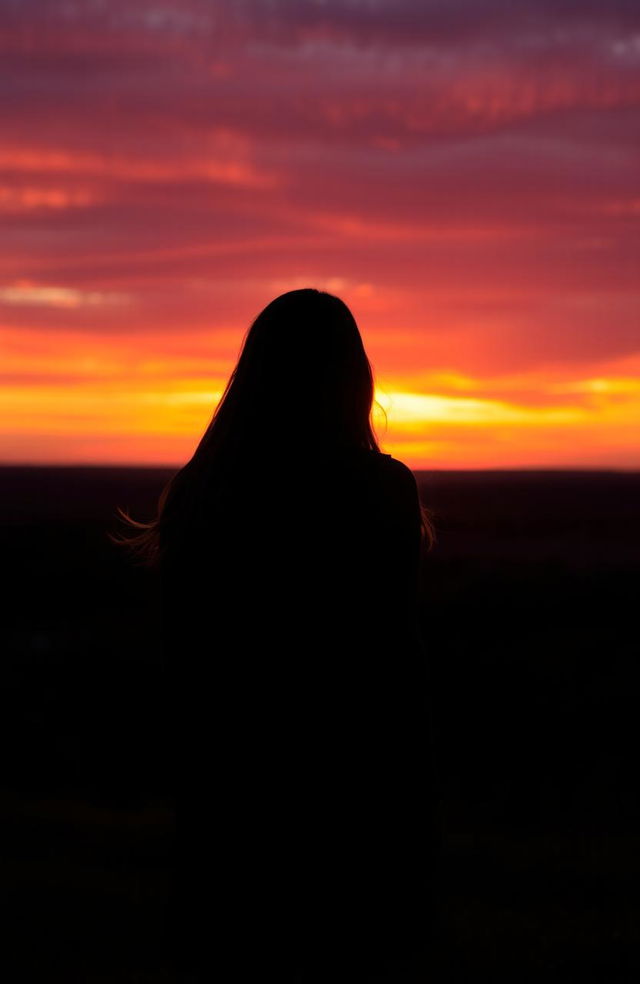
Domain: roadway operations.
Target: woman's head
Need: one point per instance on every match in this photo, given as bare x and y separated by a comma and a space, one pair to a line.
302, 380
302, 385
--
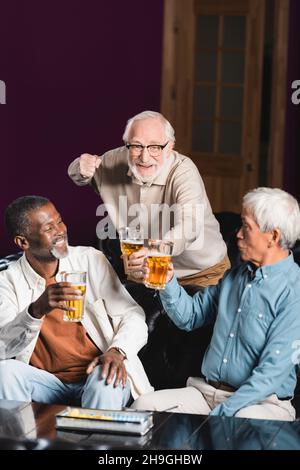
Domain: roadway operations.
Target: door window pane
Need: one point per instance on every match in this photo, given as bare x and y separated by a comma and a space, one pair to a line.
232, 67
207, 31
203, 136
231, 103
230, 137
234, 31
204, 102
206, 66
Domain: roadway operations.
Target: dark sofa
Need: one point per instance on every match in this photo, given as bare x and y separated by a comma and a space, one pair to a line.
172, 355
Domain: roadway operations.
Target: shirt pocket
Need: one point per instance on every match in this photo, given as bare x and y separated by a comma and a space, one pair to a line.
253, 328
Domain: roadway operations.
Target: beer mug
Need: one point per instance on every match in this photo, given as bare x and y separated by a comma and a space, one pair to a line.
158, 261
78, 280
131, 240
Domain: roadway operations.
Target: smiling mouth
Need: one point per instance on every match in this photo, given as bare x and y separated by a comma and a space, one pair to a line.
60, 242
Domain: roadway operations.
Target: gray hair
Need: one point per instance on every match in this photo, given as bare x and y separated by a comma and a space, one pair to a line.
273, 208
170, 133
...
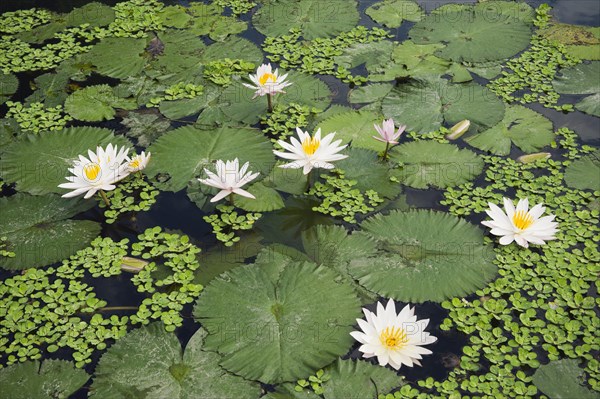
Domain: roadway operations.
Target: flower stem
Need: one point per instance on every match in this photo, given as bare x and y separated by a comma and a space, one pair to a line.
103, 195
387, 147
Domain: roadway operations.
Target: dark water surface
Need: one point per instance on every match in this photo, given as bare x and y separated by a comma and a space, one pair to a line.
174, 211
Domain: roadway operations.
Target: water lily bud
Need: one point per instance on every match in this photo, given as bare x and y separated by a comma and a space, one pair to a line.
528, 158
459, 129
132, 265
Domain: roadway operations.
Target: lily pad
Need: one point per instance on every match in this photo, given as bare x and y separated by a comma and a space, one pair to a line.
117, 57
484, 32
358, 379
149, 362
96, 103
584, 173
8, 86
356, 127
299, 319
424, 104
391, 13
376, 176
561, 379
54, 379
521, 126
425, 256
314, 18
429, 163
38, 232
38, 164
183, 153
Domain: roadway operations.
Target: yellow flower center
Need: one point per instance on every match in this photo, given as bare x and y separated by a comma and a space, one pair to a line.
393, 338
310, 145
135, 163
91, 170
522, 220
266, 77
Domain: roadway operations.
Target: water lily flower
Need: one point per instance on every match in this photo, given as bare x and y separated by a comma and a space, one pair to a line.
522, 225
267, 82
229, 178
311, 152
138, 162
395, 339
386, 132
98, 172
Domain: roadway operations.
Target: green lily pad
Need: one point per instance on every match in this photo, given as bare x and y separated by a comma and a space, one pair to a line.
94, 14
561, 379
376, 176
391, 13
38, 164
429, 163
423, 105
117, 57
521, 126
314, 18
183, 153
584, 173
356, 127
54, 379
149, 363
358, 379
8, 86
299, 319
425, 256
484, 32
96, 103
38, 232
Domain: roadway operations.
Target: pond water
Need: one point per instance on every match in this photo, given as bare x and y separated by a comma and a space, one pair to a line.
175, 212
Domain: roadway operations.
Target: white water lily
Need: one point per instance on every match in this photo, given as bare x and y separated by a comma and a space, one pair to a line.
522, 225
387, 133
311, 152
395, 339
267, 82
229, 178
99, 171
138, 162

__SET PROBLEM__:
Identify every line of the material above that contains the word "water" and copy each of those lines.

__WRITTEN RESPONSE__:
Target: dark water surface
Target: water lily bud
Target: water lily flower
Target: pond water
Target: white water lily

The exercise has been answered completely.